▶ What the task requires
Gather every line of the listing below that contains the string "traffic" and copy each one in full. Case counts when matching.
+ + + + +
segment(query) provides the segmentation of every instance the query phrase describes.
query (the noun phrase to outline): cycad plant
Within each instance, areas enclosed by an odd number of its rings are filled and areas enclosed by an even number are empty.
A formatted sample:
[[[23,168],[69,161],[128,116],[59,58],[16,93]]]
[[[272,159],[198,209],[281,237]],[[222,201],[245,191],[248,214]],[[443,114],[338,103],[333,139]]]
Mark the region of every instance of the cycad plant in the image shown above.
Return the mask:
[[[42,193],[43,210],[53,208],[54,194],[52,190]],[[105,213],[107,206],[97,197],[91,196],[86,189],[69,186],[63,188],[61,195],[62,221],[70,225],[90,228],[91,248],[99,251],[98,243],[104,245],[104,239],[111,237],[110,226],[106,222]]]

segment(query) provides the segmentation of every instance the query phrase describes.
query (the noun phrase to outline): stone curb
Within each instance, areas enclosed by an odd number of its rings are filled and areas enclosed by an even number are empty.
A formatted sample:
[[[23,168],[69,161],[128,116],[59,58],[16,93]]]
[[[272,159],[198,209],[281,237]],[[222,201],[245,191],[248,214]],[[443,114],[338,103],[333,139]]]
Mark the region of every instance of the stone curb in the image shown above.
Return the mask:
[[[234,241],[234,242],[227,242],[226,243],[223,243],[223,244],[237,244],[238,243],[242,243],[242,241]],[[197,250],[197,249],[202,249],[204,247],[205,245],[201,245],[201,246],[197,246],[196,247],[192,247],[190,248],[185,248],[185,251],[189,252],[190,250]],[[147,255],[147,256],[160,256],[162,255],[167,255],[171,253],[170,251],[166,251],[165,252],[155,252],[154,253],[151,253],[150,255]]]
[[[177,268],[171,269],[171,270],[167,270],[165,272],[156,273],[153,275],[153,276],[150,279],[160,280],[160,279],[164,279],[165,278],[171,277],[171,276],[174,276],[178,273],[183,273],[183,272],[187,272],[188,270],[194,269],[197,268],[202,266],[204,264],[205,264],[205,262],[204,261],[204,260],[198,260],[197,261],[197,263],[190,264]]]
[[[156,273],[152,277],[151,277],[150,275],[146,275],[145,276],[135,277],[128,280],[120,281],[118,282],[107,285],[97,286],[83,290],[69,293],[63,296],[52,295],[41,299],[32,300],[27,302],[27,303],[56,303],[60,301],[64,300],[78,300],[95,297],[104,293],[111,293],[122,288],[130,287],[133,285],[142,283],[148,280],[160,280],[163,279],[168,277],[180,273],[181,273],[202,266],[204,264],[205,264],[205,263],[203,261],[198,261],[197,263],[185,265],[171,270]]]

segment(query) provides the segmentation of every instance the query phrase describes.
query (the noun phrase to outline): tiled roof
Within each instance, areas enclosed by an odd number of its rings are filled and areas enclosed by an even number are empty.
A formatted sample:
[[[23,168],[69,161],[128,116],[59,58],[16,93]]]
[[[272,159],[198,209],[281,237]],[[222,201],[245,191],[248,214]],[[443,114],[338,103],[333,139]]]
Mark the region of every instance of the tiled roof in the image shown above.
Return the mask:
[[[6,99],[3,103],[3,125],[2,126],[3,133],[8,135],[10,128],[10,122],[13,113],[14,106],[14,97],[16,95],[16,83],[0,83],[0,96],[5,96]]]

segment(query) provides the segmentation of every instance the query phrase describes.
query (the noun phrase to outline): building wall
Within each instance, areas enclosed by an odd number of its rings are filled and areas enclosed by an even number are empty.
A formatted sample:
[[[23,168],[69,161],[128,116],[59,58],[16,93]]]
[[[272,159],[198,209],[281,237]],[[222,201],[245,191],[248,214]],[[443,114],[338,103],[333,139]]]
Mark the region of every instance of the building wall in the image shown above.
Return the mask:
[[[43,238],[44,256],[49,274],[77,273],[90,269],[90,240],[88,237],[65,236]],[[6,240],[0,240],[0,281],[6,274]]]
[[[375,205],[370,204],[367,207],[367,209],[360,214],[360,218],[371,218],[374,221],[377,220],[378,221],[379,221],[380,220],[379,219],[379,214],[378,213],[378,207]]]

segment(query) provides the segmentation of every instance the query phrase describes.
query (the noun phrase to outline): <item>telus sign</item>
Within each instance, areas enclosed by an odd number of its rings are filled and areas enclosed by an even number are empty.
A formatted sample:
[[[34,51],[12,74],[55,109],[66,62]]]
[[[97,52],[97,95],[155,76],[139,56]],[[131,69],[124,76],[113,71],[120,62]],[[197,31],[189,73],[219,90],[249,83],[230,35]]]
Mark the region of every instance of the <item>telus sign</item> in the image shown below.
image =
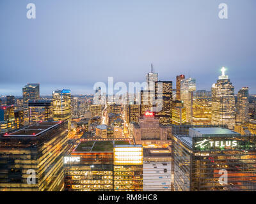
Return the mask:
[[[67,164],[68,162],[80,162],[80,157],[64,157],[64,164]]]
[[[195,147],[200,147],[200,148],[204,148],[207,145],[209,145],[209,147],[220,147],[220,148],[223,148],[226,147],[235,147],[237,146],[237,141],[236,140],[212,141],[211,140],[205,139],[204,140],[196,142]]]

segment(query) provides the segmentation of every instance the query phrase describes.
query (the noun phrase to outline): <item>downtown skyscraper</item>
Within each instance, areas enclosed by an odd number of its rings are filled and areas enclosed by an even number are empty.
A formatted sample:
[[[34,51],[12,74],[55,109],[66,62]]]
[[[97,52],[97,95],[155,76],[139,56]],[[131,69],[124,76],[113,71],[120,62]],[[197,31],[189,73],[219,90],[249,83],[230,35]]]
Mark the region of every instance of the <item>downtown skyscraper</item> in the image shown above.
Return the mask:
[[[52,117],[55,121],[71,118],[71,92],[68,89],[52,92]]]
[[[22,88],[24,124],[29,122],[28,101],[40,99],[39,87],[39,84],[28,84]]]
[[[243,87],[237,93],[236,121],[244,123],[249,120],[249,88]]]
[[[180,99],[186,108],[186,122],[192,123],[193,92],[196,91],[196,80],[182,79],[180,81]]]
[[[235,125],[236,101],[234,87],[225,68],[221,69],[222,75],[212,86],[212,124],[227,125],[233,129]]]

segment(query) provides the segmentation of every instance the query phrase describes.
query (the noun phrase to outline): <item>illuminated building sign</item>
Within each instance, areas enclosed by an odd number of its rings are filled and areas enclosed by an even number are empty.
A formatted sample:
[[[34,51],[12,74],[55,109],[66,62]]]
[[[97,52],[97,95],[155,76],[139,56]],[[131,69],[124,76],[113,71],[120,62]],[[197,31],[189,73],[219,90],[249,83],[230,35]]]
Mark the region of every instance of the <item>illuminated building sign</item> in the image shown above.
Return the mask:
[[[80,162],[80,157],[64,157],[64,164],[67,164],[68,162]]]
[[[204,139],[204,140],[196,142],[195,147],[204,148],[205,147],[223,148],[226,147],[235,147],[237,146],[237,141],[212,141],[211,140]]]
[[[143,147],[127,147],[114,148],[115,165],[142,165]]]
[[[145,116],[154,116],[153,112],[147,112],[145,113]]]

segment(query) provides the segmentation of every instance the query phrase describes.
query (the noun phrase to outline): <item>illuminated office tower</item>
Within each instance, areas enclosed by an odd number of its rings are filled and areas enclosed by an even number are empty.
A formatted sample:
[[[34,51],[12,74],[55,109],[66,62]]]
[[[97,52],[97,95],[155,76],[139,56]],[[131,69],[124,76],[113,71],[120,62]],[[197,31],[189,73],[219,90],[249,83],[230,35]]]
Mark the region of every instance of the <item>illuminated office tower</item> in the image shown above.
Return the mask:
[[[243,87],[237,93],[236,122],[241,123],[249,120],[249,89]]]
[[[180,80],[180,99],[186,108],[186,122],[191,124],[193,117],[193,94],[196,91],[196,80],[193,78]]]
[[[211,91],[198,91],[193,94],[193,125],[212,124],[212,98]]]
[[[129,141],[81,142],[64,157],[65,191],[142,191],[143,154]]]
[[[168,144],[168,132],[170,129],[170,126],[159,124],[154,113],[148,111],[139,119],[138,124],[132,124],[135,143],[143,147],[157,147]]]
[[[167,125],[171,124],[172,82],[155,82],[155,100],[159,111],[155,112],[155,117],[158,118],[159,123]]]
[[[172,124],[181,126],[186,122],[186,108],[183,101],[174,100],[172,103]]]
[[[115,191],[142,191],[143,148],[141,145],[114,145]]]
[[[24,112],[23,110],[16,110],[14,111],[15,126],[15,128],[20,128],[24,125]]]
[[[91,105],[90,106],[90,112],[92,113],[92,117],[100,116],[102,115],[102,105]]]
[[[225,75],[225,68],[217,83],[212,86],[212,124],[227,125],[230,129],[235,126],[236,101],[234,87]]]
[[[6,133],[15,128],[13,106],[0,106],[0,133]]]
[[[149,94],[147,90],[140,91],[140,115],[144,115],[147,110],[152,111],[152,106],[149,100]]]
[[[158,73],[154,71],[153,64],[151,64],[151,71],[146,75],[147,87],[141,91],[140,94],[140,115],[143,115],[147,110],[153,111],[152,106],[155,96],[155,82],[158,81]]]
[[[170,191],[171,148],[144,148],[143,160],[143,191]]]
[[[1,135],[0,191],[60,191],[67,129],[67,122],[42,122]]]
[[[108,104],[107,105],[108,113],[121,114],[122,106],[118,104]]]
[[[24,120],[25,124],[28,124],[29,122],[28,101],[40,99],[39,87],[39,84],[28,84],[22,88]]]
[[[180,81],[185,78],[185,75],[176,76],[176,100],[180,100]]]
[[[175,191],[256,190],[255,137],[223,127],[190,127],[173,138]]]
[[[69,120],[71,117],[70,90],[52,92],[52,117],[55,121]]]
[[[140,117],[140,105],[131,101],[125,106],[125,119],[127,123],[138,122]]]
[[[147,82],[151,90],[154,89],[154,82],[158,81],[158,73],[154,71],[153,64],[151,64],[151,71],[146,76]]]
[[[14,96],[6,96],[6,105],[11,106],[15,104]]]
[[[28,101],[29,123],[52,120],[52,106],[50,100]]]

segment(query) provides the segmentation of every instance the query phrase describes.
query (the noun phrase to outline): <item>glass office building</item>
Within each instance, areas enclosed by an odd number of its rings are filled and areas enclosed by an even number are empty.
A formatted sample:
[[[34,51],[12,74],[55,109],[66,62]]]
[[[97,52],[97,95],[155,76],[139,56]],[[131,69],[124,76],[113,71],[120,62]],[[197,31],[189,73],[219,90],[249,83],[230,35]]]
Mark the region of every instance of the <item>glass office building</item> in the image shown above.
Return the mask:
[[[28,124],[28,101],[40,99],[40,84],[28,84],[22,88],[24,120]]]
[[[60,191],[67,139],[66,122],[42,122],[1,135],[0,191]]]
[[[122,140],[81,142],[64,157],[65,191],[142,191],[143,160],[138,163],[137,154],[143,159],[143,153],[129,144]],[[132,155],[128,156],[131,150]]]
[[[222,127],[174,135],[175,191],[256,190],[256,141]]]
[[[68,89],[52,92],[52,117],[56,121],[71,118],[71,92]]]
[[[31,124],[52,120],[52,106],[50,100],[29,100],[28,110]]]

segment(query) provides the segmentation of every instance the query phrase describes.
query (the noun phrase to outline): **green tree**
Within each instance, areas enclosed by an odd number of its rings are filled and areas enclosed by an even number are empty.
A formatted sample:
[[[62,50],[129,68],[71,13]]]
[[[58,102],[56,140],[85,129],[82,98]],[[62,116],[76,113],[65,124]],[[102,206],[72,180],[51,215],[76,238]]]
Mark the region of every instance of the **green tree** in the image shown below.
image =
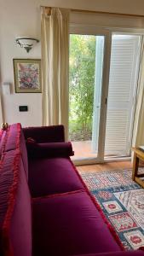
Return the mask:
[[[70,37],[70,117],[71,140],[91,137],[95,88],[95,37]]]

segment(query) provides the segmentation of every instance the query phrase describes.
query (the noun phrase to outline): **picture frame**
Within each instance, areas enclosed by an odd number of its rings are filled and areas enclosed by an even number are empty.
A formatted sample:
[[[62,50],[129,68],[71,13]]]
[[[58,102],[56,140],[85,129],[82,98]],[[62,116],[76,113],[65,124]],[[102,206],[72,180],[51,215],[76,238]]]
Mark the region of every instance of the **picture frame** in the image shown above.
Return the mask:
[[[16,93],[41,93],[41,60],[13,59]]]

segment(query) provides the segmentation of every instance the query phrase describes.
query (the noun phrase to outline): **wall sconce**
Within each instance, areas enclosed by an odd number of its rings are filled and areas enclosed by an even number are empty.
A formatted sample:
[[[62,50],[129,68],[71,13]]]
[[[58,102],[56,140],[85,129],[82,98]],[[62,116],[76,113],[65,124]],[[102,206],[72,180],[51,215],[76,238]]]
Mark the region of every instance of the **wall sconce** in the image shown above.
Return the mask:
[[[29,52],[33,45],[39,42],[38,39],[29,37],[18,37],[15,41],[20,47],[25,48],[26,52]]]

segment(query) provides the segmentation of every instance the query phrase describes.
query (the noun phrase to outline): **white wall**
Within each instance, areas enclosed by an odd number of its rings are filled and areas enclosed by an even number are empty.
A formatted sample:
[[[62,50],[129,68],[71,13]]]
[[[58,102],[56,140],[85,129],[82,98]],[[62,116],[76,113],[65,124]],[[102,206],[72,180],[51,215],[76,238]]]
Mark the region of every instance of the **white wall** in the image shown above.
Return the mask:
[[[28,54],[14,43],[16,36],[40,38],[40,5],[144,15],[143,0],[0,0],[0,90],[3,82],[11,83],[12,94],[2,94],[9,124],[42,125],[41,94],[15,94],[13,71],[14,58],[41,58],[40,43]],[[19,105],[27,105],[29,111],[20,113]]]

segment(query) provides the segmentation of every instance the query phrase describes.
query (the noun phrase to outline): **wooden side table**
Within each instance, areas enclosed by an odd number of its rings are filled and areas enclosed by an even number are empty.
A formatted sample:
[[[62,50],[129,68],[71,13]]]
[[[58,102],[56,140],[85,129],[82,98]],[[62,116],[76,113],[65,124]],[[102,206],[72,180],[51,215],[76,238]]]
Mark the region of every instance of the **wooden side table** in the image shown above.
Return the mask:
[[[142,188],[144,188],[144,181],[140,178],[144,177],[144,173],[138,174],[139,160],[141,160],[144,162],[144,152],[138,148],[132,148],[132,150],[134,151],[132,179],[135,180]]]

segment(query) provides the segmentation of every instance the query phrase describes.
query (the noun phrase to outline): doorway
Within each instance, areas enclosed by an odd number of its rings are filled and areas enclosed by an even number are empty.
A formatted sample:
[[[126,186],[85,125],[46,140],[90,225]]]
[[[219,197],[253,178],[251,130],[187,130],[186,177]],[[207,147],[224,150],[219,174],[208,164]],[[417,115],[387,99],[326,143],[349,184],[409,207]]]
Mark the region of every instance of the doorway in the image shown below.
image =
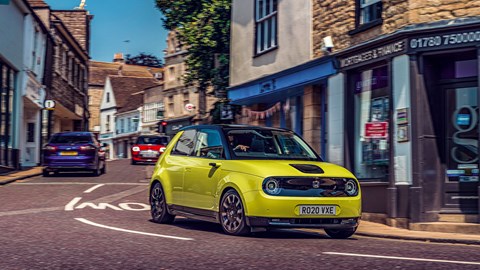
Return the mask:
[[[476,81],[444,85],[445,174],[442,210],[477,213],[479,107]]]

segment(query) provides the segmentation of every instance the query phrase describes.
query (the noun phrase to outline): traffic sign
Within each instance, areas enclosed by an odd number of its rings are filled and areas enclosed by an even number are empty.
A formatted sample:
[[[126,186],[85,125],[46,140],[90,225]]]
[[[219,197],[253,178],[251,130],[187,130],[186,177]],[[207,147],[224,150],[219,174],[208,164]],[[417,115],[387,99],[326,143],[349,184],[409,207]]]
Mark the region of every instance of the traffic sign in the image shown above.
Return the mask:
[[[43,103],[43,107],[47,110],[55,110],[55,105],[56,105],[55,101],[51,99],[47,99]]]

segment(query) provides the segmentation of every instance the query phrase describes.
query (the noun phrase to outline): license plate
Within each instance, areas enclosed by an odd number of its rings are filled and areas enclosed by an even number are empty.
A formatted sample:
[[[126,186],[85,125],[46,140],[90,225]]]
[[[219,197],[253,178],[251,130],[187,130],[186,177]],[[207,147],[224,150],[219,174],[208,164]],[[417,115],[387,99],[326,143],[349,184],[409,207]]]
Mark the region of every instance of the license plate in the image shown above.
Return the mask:
[[[60,156],[76,156],[78,155],[77,152],[75,151],[63,151],[63,152],[60,152]]]
[[[336,215],[335,205],[300,205],[299,214],[301,216],[322,216]]]
[[[157,154],[156,153],[143,153],[142,156],[143,157],[157,157]]]

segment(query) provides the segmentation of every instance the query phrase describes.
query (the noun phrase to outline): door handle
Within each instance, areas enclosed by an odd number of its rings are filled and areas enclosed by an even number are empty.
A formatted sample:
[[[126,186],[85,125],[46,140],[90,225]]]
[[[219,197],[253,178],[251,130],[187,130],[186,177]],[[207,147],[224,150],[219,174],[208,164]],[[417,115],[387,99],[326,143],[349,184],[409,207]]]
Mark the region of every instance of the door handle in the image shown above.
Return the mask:
[[[212,167],[215,167],[215,168],[218,168],[218,167],[222,166],[222,163],[220,163],[220,162],[210,162],[210,163],[208,163],[208,165],[210,165]]]

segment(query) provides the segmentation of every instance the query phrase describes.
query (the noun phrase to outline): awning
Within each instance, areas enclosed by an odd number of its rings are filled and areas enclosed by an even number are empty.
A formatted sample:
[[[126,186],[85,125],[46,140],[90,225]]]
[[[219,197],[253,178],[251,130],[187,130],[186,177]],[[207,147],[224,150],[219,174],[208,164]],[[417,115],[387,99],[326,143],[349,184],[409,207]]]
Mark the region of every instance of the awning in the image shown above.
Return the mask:
[[[303,87],[335,74],[333,57],[327,56],[270,74],[228,89],[232,104],[275,103],[300,95]]]

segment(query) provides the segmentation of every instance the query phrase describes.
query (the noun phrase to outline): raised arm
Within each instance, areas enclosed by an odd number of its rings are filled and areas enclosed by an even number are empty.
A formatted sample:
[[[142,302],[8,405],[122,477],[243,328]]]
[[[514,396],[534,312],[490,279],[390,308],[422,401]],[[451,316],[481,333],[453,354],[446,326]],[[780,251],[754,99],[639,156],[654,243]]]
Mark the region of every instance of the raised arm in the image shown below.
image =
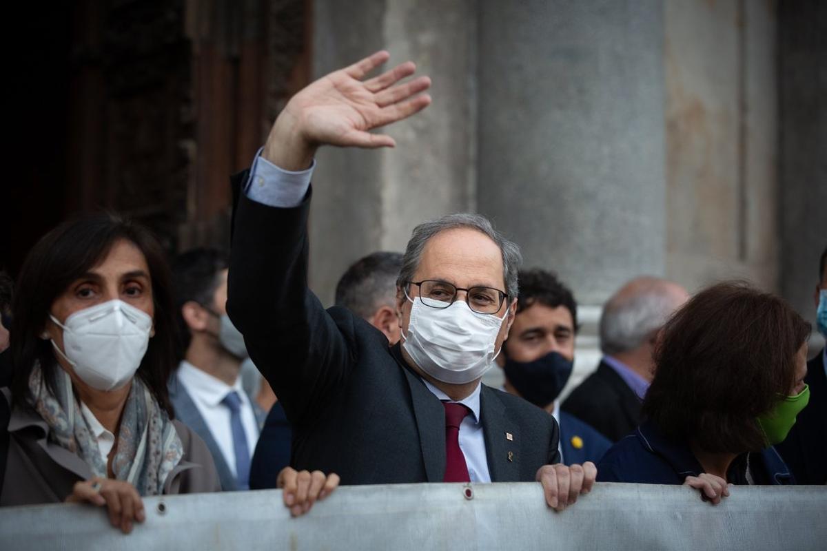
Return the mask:
[[[414,71],[409,62],[362,80],[387,59],[387,52],[377,52],[297,93],[273,125],[256,164],[263,161],[301,171],[325,144],[394,146],[390,137],[370,131],[428,106],[430,97],[418,94],[430,80],[400,83]],[[278,173],[278,169],[267,173]],[[347,331],[342,334],[307,288],[310,193],[301,188],[298,197],[304,195],[304,200],[285,202],[284,197],[296,194],[278,192],[284,182],[256,180],[256,187],[276,188],[269,197],[277,198],[251,199],[248,182],[237,183],[241,190],[233,213],[227,313],[288,418],[300,424],[320,411],[330,392],[342,388],[353,357]],[[295,186],[294,179],[290,185]]]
+ + + + +
▶ Solution to the problem
query (the noun phrase to outline): traffic sign
Mark the region of every instance of the traffic sign in the image shown above.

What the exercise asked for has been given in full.